_SOURCE EXCERPT_:
╭──
Doran Klein said that if two countries agree to arbitrate, agree on the form or arbitration, and agree on the topics, then when both countries ratify the MLI and it enters into force, they will be bound by that obligation just as they would be by any other treaty obligation. However, she noted, some of the countries “have limited the things that they were willing to arbitrate on.”

Eggert explained the matching process for the MLI arbitration provisions.

If two countries both sign up for the MLI and elect to apply the arbitration provision, arbitration would generally apply for purposes of the tax treaty between them, he said. The details of the arbitration process and the scope of cases covered, however, both depend on the choices each country makes when it signs up.
╰──
[A run of records]
╭──
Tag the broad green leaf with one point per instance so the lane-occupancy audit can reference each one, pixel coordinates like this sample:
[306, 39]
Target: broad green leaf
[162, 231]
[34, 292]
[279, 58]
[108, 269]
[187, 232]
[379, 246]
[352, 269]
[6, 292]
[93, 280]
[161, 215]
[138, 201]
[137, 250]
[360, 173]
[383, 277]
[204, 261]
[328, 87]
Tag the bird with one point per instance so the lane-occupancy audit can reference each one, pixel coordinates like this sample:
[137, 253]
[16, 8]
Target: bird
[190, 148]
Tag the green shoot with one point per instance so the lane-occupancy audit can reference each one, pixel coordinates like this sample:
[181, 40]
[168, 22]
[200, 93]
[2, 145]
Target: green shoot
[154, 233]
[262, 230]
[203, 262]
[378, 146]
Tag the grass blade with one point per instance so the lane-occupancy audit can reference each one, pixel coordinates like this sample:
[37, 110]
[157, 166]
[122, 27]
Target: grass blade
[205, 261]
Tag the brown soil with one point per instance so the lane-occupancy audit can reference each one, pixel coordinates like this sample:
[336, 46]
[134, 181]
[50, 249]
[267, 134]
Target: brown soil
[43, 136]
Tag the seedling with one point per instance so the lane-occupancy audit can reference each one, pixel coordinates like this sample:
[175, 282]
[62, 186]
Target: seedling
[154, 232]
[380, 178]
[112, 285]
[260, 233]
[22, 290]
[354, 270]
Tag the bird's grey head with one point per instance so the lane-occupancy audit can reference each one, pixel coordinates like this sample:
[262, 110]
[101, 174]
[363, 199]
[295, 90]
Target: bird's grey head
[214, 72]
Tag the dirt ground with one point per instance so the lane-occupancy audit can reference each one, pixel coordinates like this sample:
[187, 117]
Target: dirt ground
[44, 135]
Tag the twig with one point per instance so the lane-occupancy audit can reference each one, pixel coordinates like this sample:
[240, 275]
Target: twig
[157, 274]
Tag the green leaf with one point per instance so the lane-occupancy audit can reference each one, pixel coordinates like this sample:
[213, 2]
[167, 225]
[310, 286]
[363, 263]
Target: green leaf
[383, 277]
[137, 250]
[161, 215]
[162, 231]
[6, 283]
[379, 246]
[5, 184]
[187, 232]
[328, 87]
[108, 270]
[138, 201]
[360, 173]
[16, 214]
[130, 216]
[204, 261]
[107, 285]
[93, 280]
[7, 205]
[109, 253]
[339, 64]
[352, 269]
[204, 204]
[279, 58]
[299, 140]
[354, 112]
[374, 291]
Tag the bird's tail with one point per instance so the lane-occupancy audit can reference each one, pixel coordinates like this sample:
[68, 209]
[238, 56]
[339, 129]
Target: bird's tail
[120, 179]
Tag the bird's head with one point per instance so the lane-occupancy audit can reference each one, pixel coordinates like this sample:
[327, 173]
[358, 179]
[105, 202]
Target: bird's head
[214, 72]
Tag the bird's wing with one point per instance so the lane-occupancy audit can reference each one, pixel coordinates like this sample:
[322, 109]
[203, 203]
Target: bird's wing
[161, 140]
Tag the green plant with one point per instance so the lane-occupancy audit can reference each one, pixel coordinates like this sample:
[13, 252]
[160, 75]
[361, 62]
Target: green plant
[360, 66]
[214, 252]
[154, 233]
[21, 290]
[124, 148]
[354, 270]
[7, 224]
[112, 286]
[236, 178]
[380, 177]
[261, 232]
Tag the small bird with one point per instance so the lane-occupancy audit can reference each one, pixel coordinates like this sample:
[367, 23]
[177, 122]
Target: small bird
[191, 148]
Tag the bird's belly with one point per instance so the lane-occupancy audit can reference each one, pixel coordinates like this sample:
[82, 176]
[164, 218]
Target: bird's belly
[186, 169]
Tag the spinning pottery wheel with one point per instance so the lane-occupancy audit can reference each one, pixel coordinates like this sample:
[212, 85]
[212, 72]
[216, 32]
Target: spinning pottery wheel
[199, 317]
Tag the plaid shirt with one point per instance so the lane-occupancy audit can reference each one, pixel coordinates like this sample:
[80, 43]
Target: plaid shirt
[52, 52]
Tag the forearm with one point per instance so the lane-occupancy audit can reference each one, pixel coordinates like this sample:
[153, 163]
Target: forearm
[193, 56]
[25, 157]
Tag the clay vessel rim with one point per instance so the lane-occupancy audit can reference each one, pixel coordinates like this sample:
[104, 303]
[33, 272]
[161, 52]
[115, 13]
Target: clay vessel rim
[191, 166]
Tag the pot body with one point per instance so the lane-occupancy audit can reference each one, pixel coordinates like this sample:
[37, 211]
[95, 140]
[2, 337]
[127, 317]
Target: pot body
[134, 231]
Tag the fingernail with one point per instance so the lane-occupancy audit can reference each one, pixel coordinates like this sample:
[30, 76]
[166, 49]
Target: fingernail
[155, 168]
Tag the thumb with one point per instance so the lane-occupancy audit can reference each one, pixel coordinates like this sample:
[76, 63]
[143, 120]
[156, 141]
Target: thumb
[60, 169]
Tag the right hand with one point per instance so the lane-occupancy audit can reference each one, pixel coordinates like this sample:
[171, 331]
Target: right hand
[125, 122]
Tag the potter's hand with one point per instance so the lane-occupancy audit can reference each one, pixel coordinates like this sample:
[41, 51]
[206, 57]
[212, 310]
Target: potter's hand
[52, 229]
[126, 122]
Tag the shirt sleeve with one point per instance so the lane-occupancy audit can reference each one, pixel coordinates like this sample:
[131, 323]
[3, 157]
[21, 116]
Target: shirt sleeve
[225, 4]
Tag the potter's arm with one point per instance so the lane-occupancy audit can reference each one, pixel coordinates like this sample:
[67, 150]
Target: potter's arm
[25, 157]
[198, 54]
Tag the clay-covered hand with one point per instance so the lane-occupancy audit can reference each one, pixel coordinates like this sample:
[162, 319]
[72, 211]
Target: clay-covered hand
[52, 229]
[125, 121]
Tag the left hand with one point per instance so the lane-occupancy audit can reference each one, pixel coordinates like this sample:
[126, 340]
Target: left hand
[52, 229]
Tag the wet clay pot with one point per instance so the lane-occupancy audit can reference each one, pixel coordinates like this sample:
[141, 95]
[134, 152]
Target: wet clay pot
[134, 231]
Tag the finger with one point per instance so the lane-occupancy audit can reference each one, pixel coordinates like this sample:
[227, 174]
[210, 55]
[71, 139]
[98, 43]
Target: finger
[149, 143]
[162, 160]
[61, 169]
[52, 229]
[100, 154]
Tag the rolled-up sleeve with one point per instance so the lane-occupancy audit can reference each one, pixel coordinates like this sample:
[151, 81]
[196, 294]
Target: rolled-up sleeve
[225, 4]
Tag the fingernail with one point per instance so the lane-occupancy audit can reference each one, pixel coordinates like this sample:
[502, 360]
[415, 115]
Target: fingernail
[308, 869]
╰──
_DIRECTION 1_: Count the lines of the rows that contain the string "grass", and give only that number.
_DIRECTION 2_: Write what follows the last sentence of the passage on MLI arbitration.
The passage on MLI arbitration and the rows have no connection to each other.

_EXERCISE ANSWER 1_: 2

_EXERCISE ANSWER 2_:
In particular, parties to the MLI are able to make free-form reservations about the cases covered by the arbitration provision, Eggert said. “Fifteen countries signing up for arbitration formulated one or more carve-outs from the scope of cases covered, some of them quite broad, and taxpayers need to pay attention to those carve-outs to know whether particular types of cases will be subject to arbitration.”

Kothari said Part VI of the MLI, which contains the arbitration provisions, is the only part of the treaty where countries can make free-form reservations, as opposed to choosing to adopt or not to adopt existing provisions.

Eggert said cases on which countries might make free-form reservations include those violating domestic anti-abuse rules or those in which “serious penalties” have been imposed. De Ruiter said other common exclusions are cases where the courts found one of the parties guilty of fraud, cases of willful default or gross negligence, and cases that don’t result in double taxation.

Eggert said countries are able to object to other countries’ free-form reservations, and if they do, “no arbitration will apply between the objecting country and the reserving country.”

France and Germany

Eggert outlined how the bilateral income tax treaty between France and Germany—both of which signed the MLI and opted for final-offer arbitration—would work if both countries ratify the MLI without changing their current positions.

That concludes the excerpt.